TEXT SHOWN >>
════════

Module 11: "Synchronization"
  Lecture 22: "Scalable Locking Primitives"
 

Store conditional & OOO

  • Execution of SC in an OOO pipeline
    • Rather subtle
    • For now assume that SC issues only when it comes to the head of ROB i.e. non-speculative execution of SC
    • It first checks the load_linked bit; if reset doesn’t even access cache (saves cache bandwidth and unnecessary bus transactions) and returns zero in register
    • If load_linked bit is set, it accesses cache and issues bus transaction if needed (BusReadX if cache line in I state and BusUpgr if in S state)
    • Checks load_linked bit again before writing to cache (note that cache line goes to M state in any case)
    • Can wake up dependents only when SC graduates (a case where a store initiates a dependence chain)

Speculative SC?

  • What happens if SC is issued speculatively?

════════

PROVIDED INFORMATION >>

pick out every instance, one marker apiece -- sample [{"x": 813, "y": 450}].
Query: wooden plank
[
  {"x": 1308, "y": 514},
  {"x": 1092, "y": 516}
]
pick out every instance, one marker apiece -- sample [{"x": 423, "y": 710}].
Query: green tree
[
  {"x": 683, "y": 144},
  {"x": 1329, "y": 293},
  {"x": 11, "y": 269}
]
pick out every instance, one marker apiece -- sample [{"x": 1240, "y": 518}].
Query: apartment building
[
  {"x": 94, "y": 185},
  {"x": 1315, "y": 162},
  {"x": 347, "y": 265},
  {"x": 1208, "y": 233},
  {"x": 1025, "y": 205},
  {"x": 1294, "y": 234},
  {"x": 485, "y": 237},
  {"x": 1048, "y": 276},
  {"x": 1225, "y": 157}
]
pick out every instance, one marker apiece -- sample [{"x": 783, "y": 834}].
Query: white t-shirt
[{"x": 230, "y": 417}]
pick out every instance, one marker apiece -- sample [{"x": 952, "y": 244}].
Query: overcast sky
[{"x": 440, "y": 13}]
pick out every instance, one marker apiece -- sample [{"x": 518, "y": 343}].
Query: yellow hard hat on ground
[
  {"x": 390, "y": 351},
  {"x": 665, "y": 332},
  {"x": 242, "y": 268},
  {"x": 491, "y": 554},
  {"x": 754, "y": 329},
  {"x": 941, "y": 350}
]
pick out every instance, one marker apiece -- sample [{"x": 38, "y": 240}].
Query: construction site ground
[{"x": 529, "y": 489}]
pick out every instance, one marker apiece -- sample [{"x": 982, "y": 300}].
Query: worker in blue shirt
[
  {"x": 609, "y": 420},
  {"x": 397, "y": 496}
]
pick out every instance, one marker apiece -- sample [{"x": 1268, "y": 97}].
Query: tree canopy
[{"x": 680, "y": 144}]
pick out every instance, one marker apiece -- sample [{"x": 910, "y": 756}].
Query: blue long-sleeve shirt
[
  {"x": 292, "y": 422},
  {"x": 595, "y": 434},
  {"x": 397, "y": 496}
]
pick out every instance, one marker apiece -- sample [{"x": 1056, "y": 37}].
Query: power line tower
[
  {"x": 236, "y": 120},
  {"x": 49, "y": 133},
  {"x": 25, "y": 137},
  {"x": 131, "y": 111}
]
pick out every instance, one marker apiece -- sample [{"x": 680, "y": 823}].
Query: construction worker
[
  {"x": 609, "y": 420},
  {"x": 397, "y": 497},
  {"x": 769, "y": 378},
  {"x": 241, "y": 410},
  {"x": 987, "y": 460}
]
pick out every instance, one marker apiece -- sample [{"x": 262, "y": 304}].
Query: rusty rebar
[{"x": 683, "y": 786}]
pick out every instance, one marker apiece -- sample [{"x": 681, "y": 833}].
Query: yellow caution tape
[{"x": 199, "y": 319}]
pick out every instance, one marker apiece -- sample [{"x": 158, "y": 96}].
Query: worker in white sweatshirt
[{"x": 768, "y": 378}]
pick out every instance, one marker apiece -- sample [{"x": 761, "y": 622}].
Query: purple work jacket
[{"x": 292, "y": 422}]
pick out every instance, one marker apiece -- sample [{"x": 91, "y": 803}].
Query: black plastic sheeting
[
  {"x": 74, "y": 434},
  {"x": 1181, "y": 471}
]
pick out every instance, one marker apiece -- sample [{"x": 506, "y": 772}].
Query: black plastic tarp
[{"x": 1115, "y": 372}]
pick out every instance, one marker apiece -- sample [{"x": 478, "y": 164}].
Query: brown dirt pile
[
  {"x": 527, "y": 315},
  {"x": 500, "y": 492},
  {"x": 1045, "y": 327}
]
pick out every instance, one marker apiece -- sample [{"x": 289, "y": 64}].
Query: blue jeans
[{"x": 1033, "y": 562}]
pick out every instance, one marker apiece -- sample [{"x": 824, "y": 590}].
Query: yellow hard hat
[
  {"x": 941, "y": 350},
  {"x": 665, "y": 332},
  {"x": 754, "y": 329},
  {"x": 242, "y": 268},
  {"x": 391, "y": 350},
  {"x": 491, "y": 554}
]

════════

TASK TO COMPLETE >> Carry on the lecture notes about store conditional in out-of-order pipelines from the point where they stop. The listing comes from a different source than the text.

ANSWER FOR THIS EXERCISE >>
    • Actual store happens only when it graduates and issuing a store early only starts the write permission process
    • Suppose two processors are contending for a lock
    • Both do LL and succeed because nobody is in CS
    • Both issue SC speculatively and due to some reason the graduation of SC in both of them gets delayed
    • So although initially both may get the line one after another in M state in their caches, the load_linked bit will get reset in both by the time SC tries to graduate
    • They go back and start over with LL and may issue SC again speculatively leading to a livelock (probability of this type of livelock increases with more processors)
    • Speculative issue of SC with hardwired backoff may help
    • Better to turn off speculation for SC
  • What about the branch following SC?
    • Can we speculate past that branch?
    • Assume that the branch predictor tells you that the branch is not taken i.e. fall through: we speculatively venture into the critical section
    • We speculatively execute the critical section
    • This may be good and bad
    • If the branch prediction was correct we did great
    • If the predictor went wrong, we might have interfered with the execution of the processor that is actually in CS: may cause unnecessary invalidations and extra traffic
    • Any correctness issues?

Point-to-point synch.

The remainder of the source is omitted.